• Aim: Starting at the line that contains "Query: camouflage baseball cap" and ending at the final line of the records, output each line as a row of a Markdown table. Use two columns: Number, holding the row's sequence number, and Line, holding the line itself. Leave out blank lines.

• Records supplied:
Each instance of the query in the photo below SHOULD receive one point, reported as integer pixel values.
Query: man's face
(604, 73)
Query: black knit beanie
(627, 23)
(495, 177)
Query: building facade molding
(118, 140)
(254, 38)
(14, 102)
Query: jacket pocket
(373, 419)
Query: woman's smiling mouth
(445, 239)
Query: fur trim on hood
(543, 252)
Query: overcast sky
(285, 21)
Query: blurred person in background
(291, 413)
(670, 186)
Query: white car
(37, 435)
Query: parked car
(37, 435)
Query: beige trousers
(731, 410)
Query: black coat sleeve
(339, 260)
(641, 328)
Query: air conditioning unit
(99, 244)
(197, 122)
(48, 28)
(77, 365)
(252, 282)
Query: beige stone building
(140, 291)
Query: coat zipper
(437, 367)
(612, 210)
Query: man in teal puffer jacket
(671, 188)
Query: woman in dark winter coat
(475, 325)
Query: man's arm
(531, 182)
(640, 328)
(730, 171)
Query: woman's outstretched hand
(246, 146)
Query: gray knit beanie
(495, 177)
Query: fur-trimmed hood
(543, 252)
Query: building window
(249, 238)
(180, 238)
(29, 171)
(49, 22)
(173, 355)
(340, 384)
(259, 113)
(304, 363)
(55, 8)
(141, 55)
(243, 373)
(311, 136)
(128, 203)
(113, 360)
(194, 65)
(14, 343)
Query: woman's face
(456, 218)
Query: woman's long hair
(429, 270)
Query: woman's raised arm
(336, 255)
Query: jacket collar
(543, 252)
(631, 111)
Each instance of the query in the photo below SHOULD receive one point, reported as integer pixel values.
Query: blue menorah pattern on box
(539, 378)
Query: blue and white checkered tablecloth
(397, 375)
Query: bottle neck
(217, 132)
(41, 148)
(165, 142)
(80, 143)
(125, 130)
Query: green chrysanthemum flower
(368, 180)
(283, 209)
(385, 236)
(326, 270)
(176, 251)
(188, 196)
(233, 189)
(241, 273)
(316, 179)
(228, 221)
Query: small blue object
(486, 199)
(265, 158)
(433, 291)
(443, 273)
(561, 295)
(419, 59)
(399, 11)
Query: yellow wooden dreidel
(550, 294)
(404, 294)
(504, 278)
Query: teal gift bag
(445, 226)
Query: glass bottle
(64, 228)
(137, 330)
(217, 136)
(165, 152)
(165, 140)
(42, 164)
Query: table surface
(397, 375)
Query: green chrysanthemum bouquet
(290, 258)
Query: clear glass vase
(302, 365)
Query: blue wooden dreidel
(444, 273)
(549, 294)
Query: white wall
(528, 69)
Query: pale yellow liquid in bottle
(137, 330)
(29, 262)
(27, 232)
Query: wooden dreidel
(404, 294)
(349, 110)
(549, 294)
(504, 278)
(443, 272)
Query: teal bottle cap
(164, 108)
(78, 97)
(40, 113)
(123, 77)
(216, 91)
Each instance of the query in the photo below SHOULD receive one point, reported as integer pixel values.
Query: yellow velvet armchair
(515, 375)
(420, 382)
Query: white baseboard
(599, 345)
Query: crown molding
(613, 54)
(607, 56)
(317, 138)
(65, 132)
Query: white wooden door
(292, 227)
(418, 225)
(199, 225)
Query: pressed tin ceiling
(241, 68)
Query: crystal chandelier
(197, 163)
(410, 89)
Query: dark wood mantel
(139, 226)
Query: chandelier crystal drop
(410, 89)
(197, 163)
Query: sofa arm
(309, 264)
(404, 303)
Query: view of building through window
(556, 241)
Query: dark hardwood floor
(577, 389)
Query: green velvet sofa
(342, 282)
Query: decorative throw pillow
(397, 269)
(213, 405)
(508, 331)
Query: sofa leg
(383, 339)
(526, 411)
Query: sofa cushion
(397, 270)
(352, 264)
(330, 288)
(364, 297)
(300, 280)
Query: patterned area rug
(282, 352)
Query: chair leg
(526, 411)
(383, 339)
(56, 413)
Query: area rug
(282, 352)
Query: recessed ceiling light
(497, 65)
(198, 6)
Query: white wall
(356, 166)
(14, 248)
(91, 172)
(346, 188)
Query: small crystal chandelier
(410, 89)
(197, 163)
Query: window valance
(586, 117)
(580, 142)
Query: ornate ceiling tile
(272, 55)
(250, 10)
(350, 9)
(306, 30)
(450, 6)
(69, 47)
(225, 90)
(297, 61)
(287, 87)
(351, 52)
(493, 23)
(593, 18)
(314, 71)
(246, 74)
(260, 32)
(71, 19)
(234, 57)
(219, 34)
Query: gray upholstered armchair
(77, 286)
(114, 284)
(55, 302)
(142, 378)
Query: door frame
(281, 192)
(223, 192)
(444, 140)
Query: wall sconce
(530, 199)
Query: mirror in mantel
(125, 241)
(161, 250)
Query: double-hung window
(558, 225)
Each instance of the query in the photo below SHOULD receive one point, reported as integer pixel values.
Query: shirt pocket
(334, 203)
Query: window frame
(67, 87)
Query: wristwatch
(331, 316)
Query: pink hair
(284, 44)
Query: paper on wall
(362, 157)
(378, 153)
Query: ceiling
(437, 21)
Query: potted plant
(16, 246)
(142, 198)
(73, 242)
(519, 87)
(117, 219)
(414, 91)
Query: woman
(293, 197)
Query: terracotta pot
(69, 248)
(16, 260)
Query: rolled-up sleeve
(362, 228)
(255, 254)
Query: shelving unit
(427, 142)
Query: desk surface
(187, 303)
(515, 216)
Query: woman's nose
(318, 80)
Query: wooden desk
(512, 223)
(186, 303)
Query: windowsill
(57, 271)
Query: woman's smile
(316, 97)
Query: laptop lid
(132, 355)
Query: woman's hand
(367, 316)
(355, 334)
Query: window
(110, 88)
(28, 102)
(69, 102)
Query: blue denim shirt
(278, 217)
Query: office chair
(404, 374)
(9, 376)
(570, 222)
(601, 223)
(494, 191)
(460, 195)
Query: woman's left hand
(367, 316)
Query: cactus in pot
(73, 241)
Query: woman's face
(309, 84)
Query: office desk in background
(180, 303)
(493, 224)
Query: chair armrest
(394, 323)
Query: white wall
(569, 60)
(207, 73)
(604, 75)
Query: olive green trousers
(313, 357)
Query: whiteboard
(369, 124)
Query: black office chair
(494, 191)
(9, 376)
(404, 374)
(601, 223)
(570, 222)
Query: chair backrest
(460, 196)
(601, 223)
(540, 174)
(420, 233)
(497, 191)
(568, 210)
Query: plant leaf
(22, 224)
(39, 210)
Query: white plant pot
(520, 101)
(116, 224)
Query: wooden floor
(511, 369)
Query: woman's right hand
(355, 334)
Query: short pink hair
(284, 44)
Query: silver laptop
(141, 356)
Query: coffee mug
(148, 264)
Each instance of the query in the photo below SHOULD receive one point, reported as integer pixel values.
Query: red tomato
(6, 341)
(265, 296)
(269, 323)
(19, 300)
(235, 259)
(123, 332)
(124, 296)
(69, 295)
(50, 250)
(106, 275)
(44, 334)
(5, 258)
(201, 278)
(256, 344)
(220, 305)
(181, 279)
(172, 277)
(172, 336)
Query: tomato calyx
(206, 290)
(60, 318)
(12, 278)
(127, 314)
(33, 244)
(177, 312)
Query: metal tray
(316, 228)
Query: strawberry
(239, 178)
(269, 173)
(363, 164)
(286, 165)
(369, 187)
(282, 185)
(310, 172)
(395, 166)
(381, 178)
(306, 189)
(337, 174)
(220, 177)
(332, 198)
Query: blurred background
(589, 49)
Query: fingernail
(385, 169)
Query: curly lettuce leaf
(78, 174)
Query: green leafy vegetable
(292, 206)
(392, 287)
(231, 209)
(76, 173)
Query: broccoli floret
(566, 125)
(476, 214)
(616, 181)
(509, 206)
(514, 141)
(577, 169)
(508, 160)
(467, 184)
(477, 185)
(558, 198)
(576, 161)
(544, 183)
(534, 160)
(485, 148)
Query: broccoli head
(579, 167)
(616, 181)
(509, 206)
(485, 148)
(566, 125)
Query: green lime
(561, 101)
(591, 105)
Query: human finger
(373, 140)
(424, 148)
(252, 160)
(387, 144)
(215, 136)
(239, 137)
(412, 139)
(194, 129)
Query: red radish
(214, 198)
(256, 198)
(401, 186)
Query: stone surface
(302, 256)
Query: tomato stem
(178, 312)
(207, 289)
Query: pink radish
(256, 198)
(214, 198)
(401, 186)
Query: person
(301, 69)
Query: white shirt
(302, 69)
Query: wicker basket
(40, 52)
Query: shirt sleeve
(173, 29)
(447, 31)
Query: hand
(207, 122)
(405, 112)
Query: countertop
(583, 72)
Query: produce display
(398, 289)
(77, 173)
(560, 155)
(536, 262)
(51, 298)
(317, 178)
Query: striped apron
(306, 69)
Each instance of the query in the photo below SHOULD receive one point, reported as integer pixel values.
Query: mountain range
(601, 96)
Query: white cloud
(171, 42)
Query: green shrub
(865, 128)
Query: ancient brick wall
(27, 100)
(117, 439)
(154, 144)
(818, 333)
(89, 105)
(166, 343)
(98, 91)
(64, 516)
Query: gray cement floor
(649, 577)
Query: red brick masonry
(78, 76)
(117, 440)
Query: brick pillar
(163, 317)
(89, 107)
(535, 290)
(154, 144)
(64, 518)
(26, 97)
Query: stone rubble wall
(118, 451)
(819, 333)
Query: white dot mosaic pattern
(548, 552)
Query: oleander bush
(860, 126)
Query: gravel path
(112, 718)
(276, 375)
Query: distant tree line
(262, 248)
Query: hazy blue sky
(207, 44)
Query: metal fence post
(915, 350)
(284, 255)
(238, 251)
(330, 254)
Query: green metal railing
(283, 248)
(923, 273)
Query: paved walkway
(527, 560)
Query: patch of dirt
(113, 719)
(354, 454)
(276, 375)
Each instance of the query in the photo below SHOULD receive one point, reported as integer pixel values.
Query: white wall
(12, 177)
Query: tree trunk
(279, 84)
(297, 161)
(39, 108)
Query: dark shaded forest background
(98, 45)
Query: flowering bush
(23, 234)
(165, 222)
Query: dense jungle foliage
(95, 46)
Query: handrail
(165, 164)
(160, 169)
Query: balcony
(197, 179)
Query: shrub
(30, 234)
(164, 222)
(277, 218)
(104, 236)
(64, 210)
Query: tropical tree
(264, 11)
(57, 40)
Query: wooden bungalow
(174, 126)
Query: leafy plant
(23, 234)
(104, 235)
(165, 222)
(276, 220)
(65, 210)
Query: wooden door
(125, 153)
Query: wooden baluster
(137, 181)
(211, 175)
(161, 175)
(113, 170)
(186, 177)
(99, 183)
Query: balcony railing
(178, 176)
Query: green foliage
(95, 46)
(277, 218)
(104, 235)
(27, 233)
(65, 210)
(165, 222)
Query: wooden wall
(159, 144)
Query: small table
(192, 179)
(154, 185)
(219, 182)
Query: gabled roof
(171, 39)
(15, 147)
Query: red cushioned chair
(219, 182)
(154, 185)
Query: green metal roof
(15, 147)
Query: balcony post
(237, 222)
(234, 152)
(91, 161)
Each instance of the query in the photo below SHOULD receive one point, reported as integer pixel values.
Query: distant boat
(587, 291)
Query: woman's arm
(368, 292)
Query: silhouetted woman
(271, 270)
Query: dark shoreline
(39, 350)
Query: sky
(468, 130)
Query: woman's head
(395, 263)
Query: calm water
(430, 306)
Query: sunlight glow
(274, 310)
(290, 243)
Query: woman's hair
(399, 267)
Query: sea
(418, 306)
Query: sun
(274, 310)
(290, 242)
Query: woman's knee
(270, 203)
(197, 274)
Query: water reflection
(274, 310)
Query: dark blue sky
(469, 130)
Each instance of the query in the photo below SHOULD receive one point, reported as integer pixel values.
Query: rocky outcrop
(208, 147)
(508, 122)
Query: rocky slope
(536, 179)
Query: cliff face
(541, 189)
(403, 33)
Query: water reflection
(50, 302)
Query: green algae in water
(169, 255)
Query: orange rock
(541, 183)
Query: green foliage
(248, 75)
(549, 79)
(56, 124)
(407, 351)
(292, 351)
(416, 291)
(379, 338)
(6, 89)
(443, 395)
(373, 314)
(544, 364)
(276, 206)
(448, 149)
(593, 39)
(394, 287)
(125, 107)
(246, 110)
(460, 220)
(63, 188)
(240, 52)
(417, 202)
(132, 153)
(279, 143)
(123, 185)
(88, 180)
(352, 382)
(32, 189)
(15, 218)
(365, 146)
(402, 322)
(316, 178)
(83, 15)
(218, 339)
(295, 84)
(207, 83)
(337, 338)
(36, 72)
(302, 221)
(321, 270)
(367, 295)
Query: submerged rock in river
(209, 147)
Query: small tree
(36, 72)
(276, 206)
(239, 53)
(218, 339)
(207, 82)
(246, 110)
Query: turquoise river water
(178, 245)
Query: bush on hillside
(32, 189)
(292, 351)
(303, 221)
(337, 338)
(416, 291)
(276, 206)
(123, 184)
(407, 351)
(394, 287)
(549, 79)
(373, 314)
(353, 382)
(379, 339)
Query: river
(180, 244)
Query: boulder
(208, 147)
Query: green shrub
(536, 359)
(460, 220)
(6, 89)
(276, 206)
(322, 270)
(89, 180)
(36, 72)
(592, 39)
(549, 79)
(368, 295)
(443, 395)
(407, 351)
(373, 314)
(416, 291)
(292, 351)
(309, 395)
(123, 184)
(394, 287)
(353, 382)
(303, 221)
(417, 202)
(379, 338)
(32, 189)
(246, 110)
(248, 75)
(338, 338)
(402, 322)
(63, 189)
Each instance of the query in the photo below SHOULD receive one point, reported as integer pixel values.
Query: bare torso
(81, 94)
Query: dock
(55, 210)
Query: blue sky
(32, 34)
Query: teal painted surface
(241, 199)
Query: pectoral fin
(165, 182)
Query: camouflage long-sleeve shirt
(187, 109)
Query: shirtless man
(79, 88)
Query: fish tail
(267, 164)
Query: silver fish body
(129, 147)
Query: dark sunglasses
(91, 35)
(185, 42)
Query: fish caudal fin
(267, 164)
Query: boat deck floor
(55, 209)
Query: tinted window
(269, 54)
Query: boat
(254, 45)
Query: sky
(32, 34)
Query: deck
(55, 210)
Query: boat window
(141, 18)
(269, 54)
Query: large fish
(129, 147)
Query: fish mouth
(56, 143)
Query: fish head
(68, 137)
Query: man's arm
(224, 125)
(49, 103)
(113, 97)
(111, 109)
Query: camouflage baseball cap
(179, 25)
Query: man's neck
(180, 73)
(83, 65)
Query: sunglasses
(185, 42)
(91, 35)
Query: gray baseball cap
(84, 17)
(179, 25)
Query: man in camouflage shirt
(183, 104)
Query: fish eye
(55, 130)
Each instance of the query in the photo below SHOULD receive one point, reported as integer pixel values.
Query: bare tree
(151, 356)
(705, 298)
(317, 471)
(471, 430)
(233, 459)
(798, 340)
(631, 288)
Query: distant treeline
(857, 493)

• Problem solution:
| Number | Line |
|---|---|
| 1 | Query: camouflage baseball cap |
| 2 | (179, 25) |
| 3 | Query: man's neck |
| 4 | (180, 73) |
| 5 | (83, 65) |
| 6 | Query: sunglasses |
| 7 | (185, 42) |
| 8 | (91, 35) |
| 9 | Query: gray baseball cap |
| 10 | (84, 17) |
| 11 | (179, 25) |
| 12 | Query: man in camouflage shirt |
| 13 | (183, 104) |
| 14 | Query: fish eye |
| 15 | (55, 130) |
| 16 | Each instance of the query in the photo below SHOULD receive one point, reported as integer pixel values. |
| 17 | Query: bare tree |
| 18 | (151, 356) |
| 19 | (705, 298) |
| 20 | (317, 471) |
| 21 | (471, 430) |
| 22 | (233, 459) |
| 23 | (798, 340) |
| 24 | (631, 288) |
| 25 | Query: distant treeline |
| 26 | (857, 493) |